*** Opening Selected extract ***
We are continuing the celebration of my 20 year marriage to Artlantis of Paris, France with more architectural renderings that few readers have seen.
by Richard L. Thornton, Architect and City Planner
In 2007, I was contacted by archaeologists from the American Museum of Natural History in New York City. This was formerly the Heye Museum . . . the people, who excavated the Nacoochee Mound in 1915. They still hold almost all of the artifacts excavated there. The skeletons that Gustaf Heye unearthed were treated as rubbish . . . a different era.
They had heard that I was doing research into Creek architecture and construction techniques and had restored many Colonial Era buildings in Virginia. They asked for my assistance in interpreting the findings of AMNH archaeologists, working on St. Catherines Island, Georgia. I was to prepare architectural renderings of Spanish and Native American structures on St. Catherines, based on the archaeological reports and my own research. This led to a series of commissions for interpreting Early Colonial architecture, plus the publication of the book, Earthfast . . . the Dawn of a New World.
The AMNH archaeologists first required me to read two boxes full of archaeological reports and photocopied Spanish Colonial Period reports. It was while reading these Spanish reports that I realized that (1) Forts Caroline and San Marco were in Georgia, near St. Catherines Island and (2) the Native Americas on the coast of Georgia and South Carolina were not Creek Indians.
Fort San Mateo (1566)
*** Closing Selected extract ***
*** Opening Data supplied ***
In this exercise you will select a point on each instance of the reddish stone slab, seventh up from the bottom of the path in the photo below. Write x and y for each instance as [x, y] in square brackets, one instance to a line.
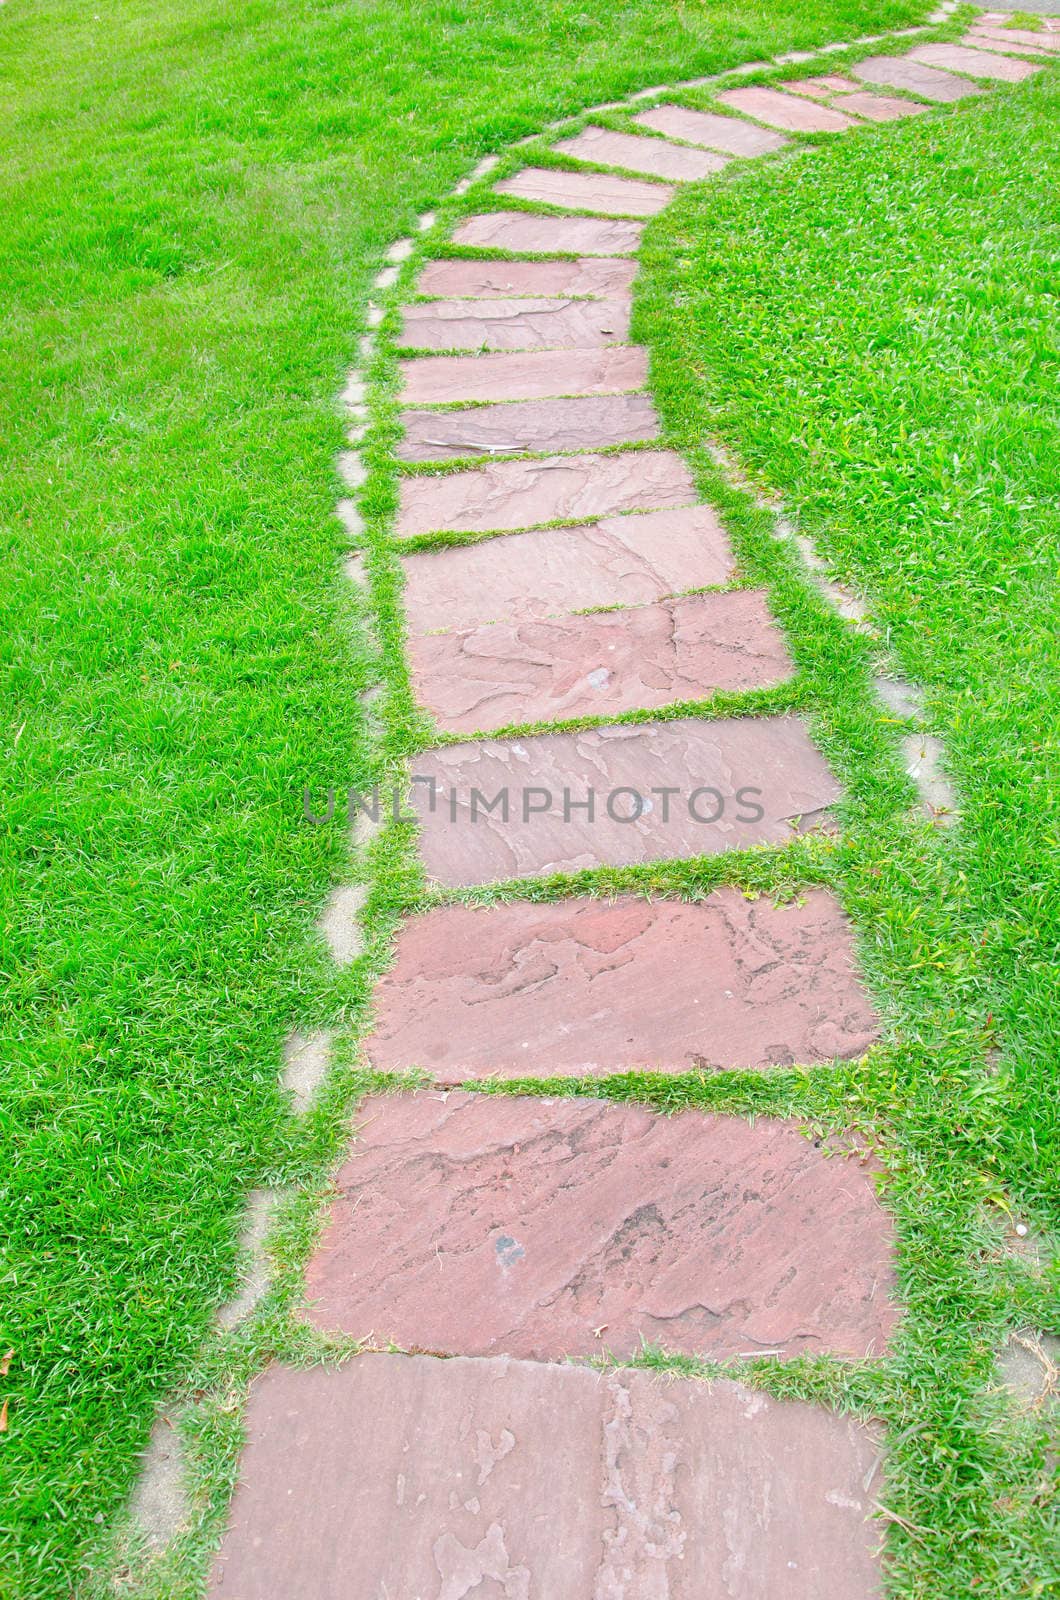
[523, 494]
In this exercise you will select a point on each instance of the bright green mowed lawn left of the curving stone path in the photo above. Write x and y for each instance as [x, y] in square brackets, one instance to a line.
[195, 201]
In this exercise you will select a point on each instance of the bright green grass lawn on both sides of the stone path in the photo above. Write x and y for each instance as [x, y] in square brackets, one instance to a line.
[193, 207]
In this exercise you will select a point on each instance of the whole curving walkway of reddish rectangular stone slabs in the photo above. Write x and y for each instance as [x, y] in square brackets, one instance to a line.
[507, 1239]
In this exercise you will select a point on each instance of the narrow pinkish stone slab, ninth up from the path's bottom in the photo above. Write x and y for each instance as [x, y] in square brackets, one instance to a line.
[539, 375]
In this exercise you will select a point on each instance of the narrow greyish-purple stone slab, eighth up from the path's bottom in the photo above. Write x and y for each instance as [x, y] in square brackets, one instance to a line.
[585, 423]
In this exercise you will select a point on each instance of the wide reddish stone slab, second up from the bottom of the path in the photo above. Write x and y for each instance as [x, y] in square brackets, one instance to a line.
[473, 1225]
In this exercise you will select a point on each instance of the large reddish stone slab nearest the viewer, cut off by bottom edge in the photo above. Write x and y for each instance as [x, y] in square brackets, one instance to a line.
[416, 1479]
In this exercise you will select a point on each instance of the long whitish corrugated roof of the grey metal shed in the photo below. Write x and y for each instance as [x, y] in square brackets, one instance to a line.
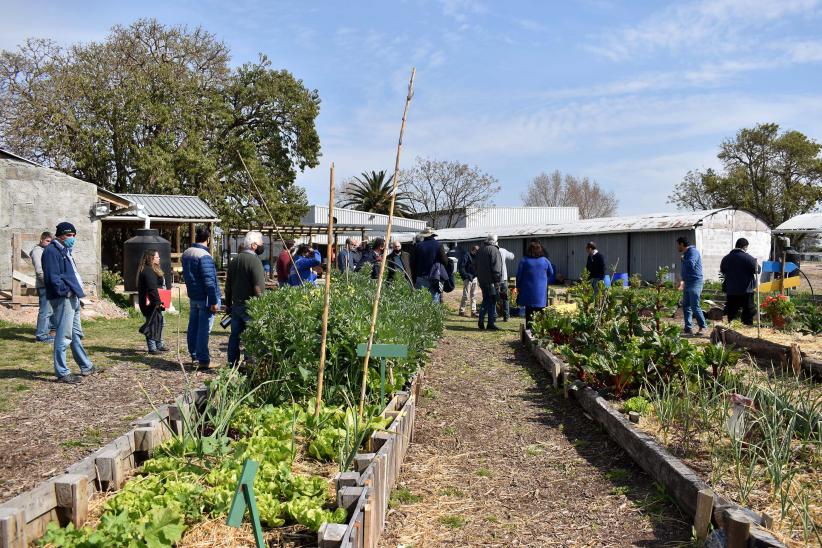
[635, 223]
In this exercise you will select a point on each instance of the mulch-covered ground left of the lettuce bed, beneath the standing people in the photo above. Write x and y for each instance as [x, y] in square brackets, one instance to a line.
[54, 425]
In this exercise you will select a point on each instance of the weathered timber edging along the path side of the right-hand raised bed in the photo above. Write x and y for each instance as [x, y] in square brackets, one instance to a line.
[681, 481]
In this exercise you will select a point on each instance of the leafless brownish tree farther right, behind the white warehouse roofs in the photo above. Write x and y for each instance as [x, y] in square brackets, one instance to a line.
[554, 190]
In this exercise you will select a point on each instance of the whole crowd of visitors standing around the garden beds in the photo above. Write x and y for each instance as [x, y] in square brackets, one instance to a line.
[426, 265]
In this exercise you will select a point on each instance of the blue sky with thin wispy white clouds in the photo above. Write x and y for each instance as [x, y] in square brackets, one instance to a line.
[632, 94]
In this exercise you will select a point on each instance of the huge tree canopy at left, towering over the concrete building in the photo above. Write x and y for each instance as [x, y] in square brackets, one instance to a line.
[156, 109]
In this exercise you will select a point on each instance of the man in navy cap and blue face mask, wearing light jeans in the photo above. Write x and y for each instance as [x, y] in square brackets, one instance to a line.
[64, 289]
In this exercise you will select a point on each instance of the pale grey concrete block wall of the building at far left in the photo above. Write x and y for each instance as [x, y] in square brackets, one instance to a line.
[34, 199]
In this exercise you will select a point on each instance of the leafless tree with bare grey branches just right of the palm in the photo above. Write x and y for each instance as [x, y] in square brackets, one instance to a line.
[439, 191]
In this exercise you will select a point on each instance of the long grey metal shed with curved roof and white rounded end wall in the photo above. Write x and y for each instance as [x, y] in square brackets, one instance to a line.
[636, 244]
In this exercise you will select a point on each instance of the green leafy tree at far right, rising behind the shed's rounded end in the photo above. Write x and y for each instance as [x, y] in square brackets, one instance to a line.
[775, 175]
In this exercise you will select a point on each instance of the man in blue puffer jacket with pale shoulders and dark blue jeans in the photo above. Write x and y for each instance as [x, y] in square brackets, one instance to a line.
[203, 289]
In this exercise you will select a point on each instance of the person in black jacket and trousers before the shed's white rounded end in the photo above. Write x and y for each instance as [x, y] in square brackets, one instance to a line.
[739, 282]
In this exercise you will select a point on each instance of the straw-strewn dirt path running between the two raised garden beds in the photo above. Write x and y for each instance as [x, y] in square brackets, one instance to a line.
[499, 460]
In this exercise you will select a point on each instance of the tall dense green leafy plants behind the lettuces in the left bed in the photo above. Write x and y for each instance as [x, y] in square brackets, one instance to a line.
[284, 337]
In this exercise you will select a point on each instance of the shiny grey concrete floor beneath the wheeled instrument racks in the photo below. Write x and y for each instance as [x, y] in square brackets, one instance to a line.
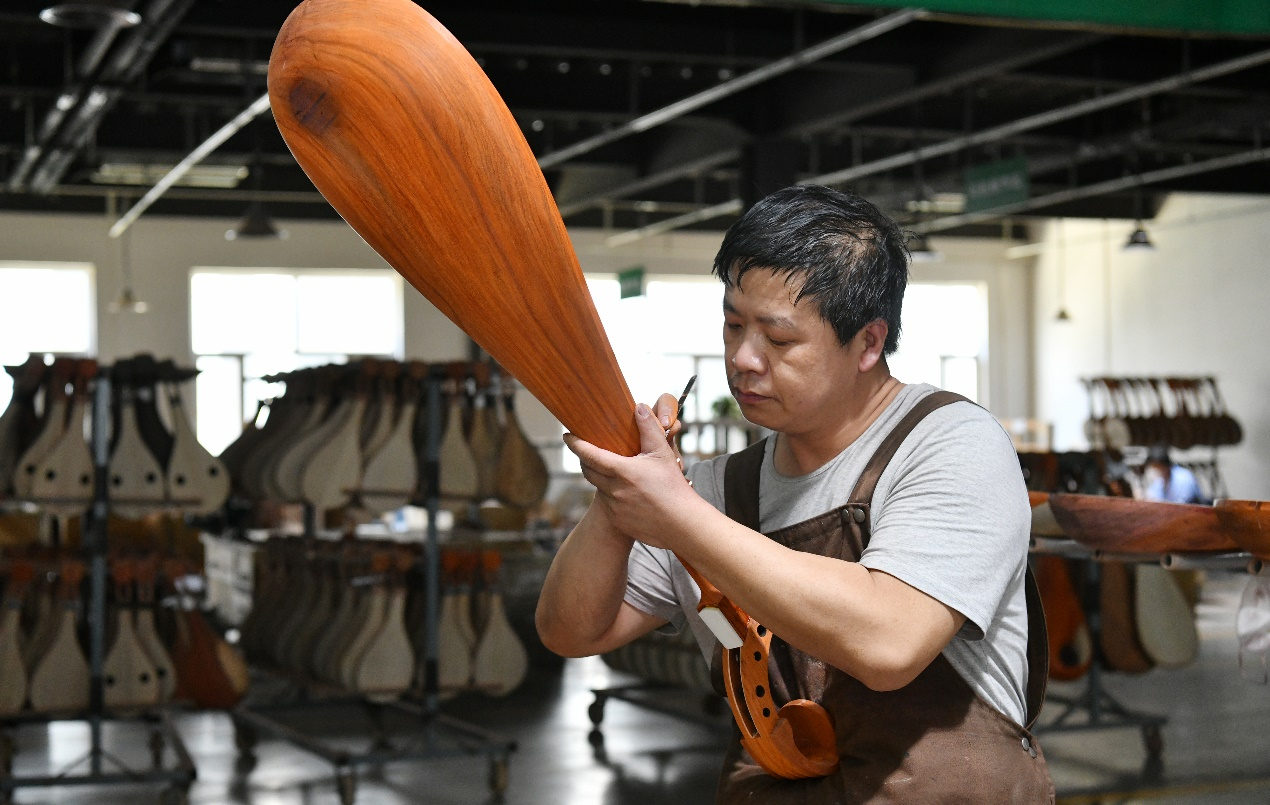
[1217, 746]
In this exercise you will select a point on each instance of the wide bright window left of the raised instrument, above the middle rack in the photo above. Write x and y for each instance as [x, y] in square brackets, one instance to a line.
[248, 324]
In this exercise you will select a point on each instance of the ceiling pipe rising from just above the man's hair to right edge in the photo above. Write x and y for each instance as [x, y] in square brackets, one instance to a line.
[1042, 120]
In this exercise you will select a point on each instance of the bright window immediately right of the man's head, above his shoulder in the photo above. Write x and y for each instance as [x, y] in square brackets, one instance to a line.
[944, 337]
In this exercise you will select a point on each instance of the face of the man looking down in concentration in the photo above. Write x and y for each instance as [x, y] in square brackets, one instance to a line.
[785, 365]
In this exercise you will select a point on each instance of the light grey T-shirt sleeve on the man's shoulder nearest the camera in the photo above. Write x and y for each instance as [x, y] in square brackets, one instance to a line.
[952, 517]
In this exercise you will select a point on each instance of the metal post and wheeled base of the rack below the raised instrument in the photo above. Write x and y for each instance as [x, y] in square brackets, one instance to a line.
[438, 736]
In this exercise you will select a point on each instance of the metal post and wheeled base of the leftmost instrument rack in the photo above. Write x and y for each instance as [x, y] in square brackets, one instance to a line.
[104, 769]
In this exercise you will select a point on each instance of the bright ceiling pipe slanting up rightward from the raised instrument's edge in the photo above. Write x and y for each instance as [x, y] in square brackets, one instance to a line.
[730, 88]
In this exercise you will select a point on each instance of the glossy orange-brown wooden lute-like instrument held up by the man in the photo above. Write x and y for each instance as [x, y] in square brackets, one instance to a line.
[404, 135]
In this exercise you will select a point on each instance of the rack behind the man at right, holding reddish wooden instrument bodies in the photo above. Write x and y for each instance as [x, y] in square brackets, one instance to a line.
[1103, 566]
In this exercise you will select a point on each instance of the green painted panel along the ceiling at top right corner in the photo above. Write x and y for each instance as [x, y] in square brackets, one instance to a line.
[1216, 17]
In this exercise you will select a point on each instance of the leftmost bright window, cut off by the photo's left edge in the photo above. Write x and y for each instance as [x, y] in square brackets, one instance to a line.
[58, 313]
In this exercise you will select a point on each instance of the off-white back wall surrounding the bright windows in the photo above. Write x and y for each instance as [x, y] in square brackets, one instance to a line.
[166, 249]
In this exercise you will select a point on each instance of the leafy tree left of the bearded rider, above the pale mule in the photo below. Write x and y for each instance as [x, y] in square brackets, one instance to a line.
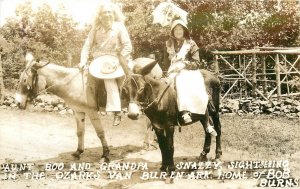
[49, 35]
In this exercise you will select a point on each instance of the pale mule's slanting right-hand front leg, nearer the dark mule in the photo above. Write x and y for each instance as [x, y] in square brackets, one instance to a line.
[94, 117]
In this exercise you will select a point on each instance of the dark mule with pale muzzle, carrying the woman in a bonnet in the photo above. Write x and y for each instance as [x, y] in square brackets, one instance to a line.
[159, 102]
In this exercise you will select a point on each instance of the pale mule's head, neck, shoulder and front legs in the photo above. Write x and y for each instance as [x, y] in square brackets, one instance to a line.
[70, 85]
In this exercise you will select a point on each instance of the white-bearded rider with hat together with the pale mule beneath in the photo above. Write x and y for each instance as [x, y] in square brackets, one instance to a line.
[80, 88]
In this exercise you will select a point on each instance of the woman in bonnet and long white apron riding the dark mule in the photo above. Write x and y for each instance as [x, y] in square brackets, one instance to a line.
[182, 58]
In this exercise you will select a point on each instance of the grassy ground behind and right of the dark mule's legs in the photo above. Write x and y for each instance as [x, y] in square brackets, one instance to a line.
[251, 138]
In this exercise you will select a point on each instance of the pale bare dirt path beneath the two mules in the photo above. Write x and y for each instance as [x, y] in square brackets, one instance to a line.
[41, 138]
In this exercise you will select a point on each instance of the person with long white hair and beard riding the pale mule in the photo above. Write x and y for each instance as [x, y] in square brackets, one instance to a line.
[108, 37]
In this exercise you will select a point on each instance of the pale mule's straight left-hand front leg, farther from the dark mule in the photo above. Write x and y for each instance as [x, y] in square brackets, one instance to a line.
[80, 121]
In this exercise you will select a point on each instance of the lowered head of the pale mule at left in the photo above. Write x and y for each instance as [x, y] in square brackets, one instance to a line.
[29, 83]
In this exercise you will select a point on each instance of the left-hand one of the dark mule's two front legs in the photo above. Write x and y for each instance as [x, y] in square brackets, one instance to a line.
[162, 145]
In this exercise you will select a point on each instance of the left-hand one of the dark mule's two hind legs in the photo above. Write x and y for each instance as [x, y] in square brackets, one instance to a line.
[207, 142]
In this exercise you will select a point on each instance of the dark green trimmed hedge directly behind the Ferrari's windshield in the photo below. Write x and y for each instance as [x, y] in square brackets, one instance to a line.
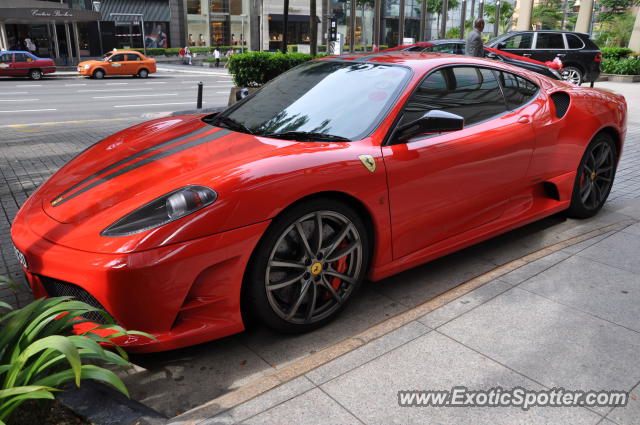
[253, 69]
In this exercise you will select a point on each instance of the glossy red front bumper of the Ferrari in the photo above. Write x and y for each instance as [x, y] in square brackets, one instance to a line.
[183, 294]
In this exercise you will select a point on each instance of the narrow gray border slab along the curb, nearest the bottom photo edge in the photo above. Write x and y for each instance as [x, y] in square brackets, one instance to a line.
[261, 403]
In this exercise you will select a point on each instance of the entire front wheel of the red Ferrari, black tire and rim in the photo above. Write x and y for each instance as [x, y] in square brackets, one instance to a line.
[308, 296]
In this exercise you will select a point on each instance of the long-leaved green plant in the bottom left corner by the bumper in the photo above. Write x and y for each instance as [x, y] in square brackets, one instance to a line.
[39, 352]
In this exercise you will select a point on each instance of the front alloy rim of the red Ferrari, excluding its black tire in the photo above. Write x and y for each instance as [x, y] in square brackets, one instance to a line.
[313, 267]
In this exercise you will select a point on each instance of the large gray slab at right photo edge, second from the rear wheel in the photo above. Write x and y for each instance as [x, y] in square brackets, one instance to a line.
[607, 292]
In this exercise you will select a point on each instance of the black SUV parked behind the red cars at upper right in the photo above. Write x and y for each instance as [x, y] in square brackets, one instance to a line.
[579, 55]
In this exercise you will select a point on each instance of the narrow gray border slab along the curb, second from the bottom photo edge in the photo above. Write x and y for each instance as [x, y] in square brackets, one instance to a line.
[367, 352]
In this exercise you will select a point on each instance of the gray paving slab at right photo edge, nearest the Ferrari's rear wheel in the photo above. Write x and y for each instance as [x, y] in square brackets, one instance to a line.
[617, 251]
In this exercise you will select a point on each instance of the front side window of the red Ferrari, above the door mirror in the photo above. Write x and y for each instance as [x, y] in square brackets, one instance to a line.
[470, 92]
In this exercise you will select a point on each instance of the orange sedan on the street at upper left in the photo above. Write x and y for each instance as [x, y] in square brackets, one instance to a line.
[120, 62]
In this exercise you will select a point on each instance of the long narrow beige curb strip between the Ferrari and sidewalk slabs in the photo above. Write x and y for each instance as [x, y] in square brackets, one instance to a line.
[303, 366]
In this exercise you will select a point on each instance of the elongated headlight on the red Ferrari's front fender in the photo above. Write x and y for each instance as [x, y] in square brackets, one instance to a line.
[167, 208]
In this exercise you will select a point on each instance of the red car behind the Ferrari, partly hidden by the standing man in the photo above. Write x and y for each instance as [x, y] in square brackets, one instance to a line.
[457, 47]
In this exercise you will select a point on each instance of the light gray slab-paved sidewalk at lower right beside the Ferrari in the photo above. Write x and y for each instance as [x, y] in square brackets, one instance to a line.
[569, 319]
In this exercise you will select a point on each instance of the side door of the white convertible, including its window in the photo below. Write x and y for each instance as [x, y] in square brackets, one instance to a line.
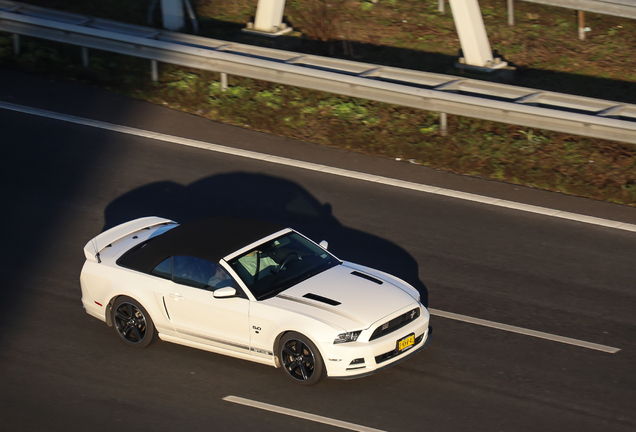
[200, 317]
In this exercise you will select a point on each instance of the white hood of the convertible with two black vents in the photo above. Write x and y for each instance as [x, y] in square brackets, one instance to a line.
[346, 296]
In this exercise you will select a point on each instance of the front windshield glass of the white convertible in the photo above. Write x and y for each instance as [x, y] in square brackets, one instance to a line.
[281, 263]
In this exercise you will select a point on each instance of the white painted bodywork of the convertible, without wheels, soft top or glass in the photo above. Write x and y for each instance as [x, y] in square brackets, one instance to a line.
[248, 328]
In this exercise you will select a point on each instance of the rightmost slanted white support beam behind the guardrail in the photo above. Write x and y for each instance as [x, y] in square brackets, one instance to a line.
[471, 30]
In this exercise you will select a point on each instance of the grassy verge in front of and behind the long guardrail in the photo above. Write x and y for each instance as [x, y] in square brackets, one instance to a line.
[404, 33]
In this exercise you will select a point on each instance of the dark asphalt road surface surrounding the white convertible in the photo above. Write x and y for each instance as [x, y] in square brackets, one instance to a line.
[62, 183]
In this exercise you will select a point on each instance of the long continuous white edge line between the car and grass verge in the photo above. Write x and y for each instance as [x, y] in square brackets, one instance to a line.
[323, 168]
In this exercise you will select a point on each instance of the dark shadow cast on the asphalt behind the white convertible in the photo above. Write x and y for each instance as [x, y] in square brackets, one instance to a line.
[268, 198]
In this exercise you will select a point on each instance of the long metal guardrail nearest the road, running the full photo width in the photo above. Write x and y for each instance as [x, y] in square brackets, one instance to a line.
[432, 92]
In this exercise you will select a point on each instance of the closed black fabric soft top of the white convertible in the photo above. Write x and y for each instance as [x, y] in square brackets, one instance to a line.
[210, 238]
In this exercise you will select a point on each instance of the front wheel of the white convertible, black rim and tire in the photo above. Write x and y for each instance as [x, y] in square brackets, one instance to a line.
[300, 359]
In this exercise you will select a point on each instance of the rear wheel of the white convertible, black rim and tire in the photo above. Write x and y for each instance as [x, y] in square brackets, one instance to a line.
[132, 323]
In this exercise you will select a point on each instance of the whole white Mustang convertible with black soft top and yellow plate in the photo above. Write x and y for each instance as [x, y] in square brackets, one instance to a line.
[252, 290]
*** Closing Data supplied ***
Questions.
1 - Return the passage of the St. Catherines Island article from "We are continuing" to "a different era.".
2 - According to the St. Catherines Island article, in what year did archaeologists from the American Museum of Natural History contact the writer?
3 - Continue the St. Catherines Island article from the point where it stops.
The material has no part to play here.

Answers to the problems.
1 -
We are continuing the celebration of my 20 year marriage to Artlantis of Paris, France with more architectural renderings that few readers have seen.
by Richard L. Thornton, Architect and City Planner
In 2007, I was contacted by archaeologists from the American Museum of Natural History in New York City. This was formerly the Heye Museum . . . the people, who excavated the Nacoochee Mound in 1915. They still hold almost all of the artifacts excavated there. The skeletons that Gustaf Heye unearthed were treated as rubbish . . . a different era.

2 - In 2007.

3 -
Altamaha River in present-day Georgia




Fort San Felipe at Santa Elena (1566)
Parris Island, South Carolina

Juan Pardo Forts (1567)
In South Carolina, North Carolina and (possibly) Georgia

Rectangular style fort


Triangular style fort

Mission San Pedro (1567)
Cumberland Island, Georgia

Fort San Felipe II (1570)
Parris Island, Florida

Fort San Marcos and Pueblo Santa Elena (1570)
Parris Island, South Carolina




Mission Santa Catalina de Guale (1601)
St Catherines Island, Georgia









Fort built at Mission Santa Catalina in response to pirate raids



By 1688, all Spanish missions and forts north of the St. Marys River had been abandoned. In 88 years, Spanish occupation had caused the catastrophic collapse of Native American population on the Georgia Coast from about 20,000 persons to less than a 100. Spanish abuses were magnified by attacks from Native American slave hunters, white slave hunters, pirates and Creek war parties from the Georgia Piedmont.

Fort Apalache (1646)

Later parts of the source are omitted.